* start INPUT RECORDS *

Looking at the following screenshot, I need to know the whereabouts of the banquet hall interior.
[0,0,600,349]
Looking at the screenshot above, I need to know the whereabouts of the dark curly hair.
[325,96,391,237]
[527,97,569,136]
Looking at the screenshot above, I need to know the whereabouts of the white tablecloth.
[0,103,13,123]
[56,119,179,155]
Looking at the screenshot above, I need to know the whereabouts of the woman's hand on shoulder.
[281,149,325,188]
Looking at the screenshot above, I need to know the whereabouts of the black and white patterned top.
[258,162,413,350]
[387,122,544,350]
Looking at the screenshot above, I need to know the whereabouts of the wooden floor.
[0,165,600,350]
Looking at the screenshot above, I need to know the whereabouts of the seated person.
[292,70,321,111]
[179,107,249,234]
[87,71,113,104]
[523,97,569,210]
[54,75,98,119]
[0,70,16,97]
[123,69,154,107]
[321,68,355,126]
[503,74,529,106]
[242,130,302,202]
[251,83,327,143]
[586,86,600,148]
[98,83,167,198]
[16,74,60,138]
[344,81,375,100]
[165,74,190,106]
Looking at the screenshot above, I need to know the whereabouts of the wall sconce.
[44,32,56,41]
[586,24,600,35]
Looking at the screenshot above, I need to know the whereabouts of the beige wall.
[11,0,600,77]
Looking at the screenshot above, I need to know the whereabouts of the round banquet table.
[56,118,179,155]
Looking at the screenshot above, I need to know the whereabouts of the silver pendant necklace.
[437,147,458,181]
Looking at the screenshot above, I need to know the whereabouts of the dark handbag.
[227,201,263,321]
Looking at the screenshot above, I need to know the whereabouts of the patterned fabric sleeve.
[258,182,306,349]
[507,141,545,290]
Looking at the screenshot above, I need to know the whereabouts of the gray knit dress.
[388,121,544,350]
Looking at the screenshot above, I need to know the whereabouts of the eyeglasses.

* end INPUT RECORDS *
* start INPUT RECORDS *

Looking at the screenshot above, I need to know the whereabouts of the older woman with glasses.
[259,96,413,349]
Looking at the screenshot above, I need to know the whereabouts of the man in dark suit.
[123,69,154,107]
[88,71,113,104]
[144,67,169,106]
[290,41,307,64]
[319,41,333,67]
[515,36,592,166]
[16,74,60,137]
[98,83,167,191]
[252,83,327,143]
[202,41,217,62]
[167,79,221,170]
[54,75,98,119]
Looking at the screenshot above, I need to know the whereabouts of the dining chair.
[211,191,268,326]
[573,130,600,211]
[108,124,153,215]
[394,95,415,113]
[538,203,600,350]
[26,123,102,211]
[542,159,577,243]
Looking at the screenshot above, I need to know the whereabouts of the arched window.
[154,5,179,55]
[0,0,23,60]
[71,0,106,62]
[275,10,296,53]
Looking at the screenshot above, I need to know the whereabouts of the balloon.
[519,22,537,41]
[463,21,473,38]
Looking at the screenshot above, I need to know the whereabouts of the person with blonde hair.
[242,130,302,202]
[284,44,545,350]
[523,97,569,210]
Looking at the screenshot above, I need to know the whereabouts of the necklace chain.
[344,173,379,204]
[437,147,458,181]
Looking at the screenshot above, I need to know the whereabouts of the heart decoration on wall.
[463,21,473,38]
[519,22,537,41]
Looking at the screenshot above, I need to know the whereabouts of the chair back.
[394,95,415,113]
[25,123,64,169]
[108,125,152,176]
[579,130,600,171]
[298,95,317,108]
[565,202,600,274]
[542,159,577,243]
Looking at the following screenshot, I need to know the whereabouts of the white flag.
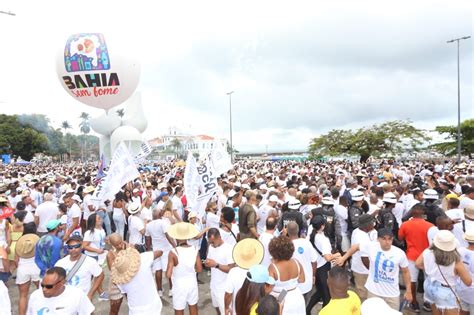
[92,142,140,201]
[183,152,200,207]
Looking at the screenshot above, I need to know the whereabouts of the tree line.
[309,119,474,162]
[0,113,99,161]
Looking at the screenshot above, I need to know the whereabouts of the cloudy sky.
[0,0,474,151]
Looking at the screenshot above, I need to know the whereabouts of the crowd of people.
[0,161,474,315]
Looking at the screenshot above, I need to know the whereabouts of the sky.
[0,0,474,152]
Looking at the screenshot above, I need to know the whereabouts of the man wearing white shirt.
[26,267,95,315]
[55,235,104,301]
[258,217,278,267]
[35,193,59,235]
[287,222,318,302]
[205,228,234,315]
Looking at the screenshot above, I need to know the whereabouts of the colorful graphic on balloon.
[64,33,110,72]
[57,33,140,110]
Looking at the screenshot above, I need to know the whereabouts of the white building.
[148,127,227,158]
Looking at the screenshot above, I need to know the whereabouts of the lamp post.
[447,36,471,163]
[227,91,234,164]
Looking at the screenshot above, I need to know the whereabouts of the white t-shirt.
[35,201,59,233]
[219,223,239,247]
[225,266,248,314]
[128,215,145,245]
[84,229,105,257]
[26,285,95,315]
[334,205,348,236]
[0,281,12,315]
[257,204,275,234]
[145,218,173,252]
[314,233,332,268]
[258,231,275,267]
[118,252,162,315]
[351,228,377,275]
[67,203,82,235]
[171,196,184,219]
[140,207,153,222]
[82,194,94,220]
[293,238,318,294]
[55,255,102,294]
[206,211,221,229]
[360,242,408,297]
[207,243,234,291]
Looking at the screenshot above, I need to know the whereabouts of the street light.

* end INPUT RECORDS *
* start INPUT RECORDS *

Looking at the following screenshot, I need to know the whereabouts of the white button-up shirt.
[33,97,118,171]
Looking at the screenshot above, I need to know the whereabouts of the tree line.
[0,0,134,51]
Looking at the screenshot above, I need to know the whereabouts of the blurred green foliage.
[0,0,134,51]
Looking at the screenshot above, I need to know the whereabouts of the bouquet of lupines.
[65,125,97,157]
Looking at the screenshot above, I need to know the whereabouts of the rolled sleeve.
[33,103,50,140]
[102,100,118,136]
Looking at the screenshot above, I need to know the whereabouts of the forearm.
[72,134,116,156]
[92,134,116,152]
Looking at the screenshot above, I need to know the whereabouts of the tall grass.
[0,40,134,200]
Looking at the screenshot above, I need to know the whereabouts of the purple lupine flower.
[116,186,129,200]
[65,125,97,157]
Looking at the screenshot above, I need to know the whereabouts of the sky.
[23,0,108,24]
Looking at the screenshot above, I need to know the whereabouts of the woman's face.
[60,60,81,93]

* end INPUT RECORDS *

> **GIVEN PROBLEM**
Report each line of the rows above that contains the string "following", and copy each such line in full. Case counts when matching.

> **TASK RESPONSE**
Looking at the following screenshot, I need to know the whereabouts of the banquet hall interior.
Looking at the following screenshot, I need to know the whereabouts of the white flag.
Looking at the following screenshot, I need to know the whereabouts of the white button-up shirt.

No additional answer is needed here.